#### [Work to be completed]
Arrange all of the records below as a numbered list, skipping any blank lines. Leave the pictures out of your answer.

++++ Entries provided

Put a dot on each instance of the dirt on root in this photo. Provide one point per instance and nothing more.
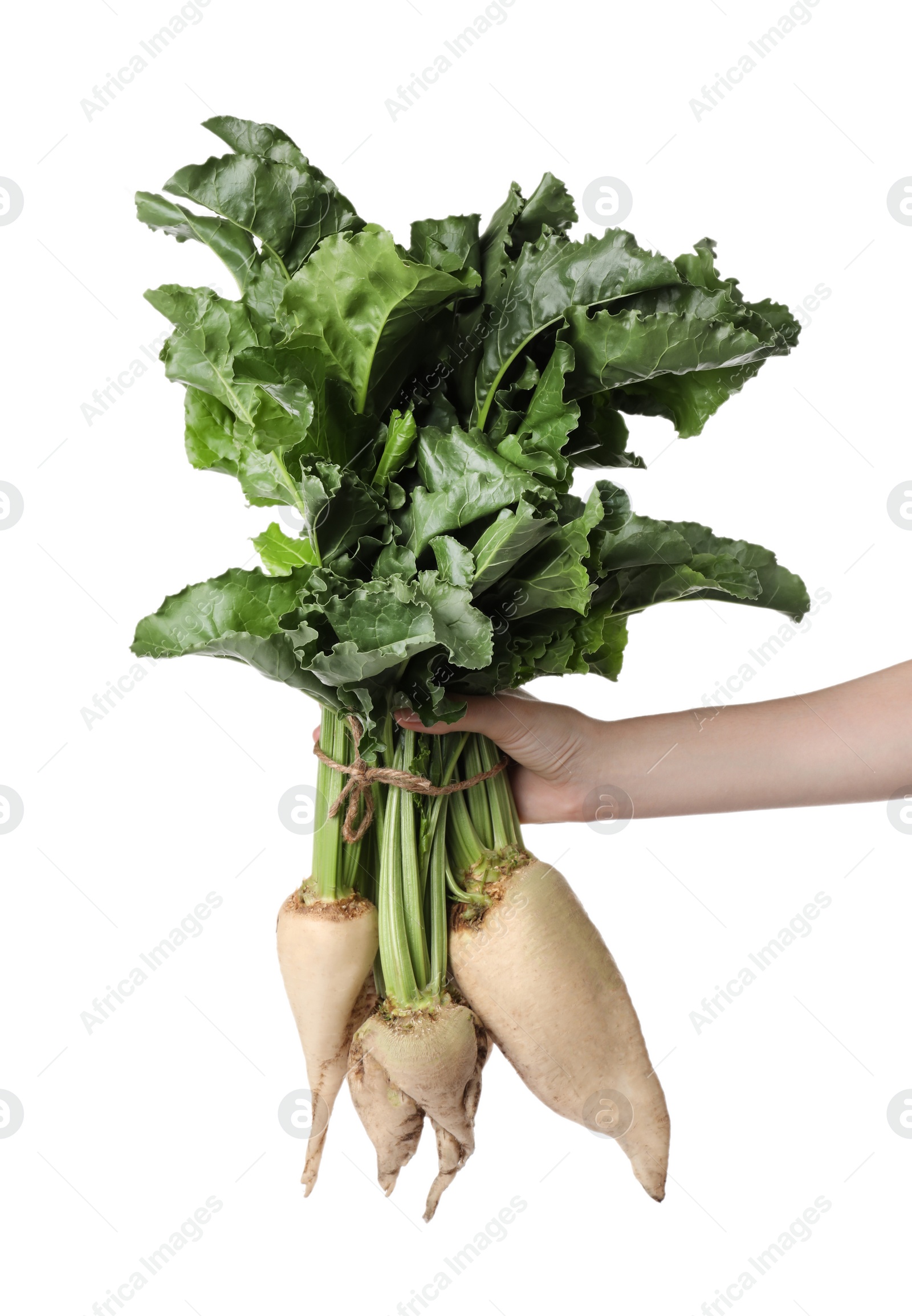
(329, 911)
(470, 916)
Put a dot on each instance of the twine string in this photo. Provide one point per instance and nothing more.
(361, 777)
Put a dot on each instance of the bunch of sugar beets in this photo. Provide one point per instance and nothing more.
(419, 414)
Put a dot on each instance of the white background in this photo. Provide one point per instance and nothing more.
(174, 792)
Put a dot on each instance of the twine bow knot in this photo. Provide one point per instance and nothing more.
(361, 778)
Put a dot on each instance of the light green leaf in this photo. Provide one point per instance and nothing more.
(370, 307)
(232, 244)
(288, 203)
(280, 554)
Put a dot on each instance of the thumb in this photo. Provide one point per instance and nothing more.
(515, 722)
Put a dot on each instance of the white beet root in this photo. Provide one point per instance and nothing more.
(327, 953)
(538, 973)
(403, 1068)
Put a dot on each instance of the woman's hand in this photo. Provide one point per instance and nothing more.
(557, 753)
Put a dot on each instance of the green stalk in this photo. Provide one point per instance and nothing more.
(411, 870)
(335, 741)
(504, 822)
(437, 881)
(446, 753)
(463, 841)
(395, 956)
(477, 795)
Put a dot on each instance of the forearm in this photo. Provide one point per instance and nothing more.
(845, 744)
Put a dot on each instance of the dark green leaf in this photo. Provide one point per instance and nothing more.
(370, 307)
(551, 277)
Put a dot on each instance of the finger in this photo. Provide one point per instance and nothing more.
(492, 715)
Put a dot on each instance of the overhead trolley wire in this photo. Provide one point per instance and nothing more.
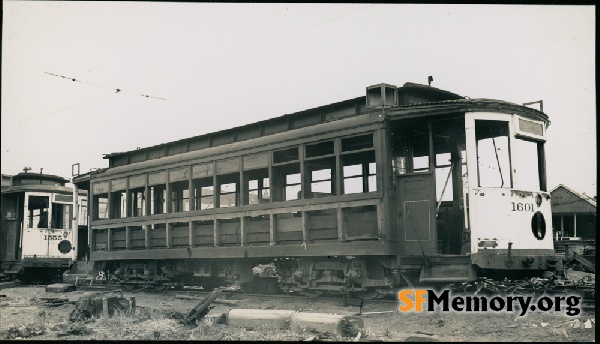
(124, 90)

++++++++

#### [Solution below]
1. Put a dot on each instance of the dirt on root in this photo. Provide one point per instance and nothing more.
2. (329, 911)
3. (470, 916)
4. Put a dot on each instance of the twine string in this photo. Provide one point per instance and nothing more.
5. (361, 777)
6. Put a dot on each instance of the bunch of sugar beets in this photo. Provide one point per instance and nothing more.
7. (419, 414)
8. Put a dot on each instance of the white background in this photo. Provide one point per instance and nothing more.
9. (174, 792)
10. Put a dot on each instance of the twine bow knot in this photo. Provide one point per instance and nothing more.
11. (361, 778)
12. Put a dot on each instance of the light green leaf in this photo. Provide one point per instance and nothing more.
13. (370, 307)
14. (232, 244)
15. (288, 203)
16. (280, 554)
17. Put a dot on each instance of the thumb in this photo. Provide one point per instance and nothing more.
18. (515, 722)
19. Put a dot on each instance of the white beet root in this photo. Provide one point per instance and nothing more.
20. (327, 953)
21. (538, 973)
22. (403, 1068)
23. Put a dot on each instance of the woman's hand in this photo. Provide one point per instance and nothing more.
24. (557, 753)
25. Put a dot on each instance of the green stalk in this photo. Provide one point per instance and nothing more.
26. (411, 870)
27. (335, 741)
28. (504, 822)
29. (437, 881)
30. (446, 753)
31. (463, 841)
32. (395, 956)
33. (477, 795)
34. Put a dot on each instance of the forearm in this photo. Provide one point per instance and nothing more.
35. (845, 744)
36. Put a dot on each instance of the dark green leaf in this photo. Provide one point per instance and nothing more.
37. (370, 307)
38. (551, 277)
39. Put a dot on each instance of the finger in this photo. Provide one point per instance and nothing more.
40. (492, 715)
41. Put a dot on each instance of the overhead trolley wire in this photo. Provide one point per instance and nothing more.
42. (124, 90)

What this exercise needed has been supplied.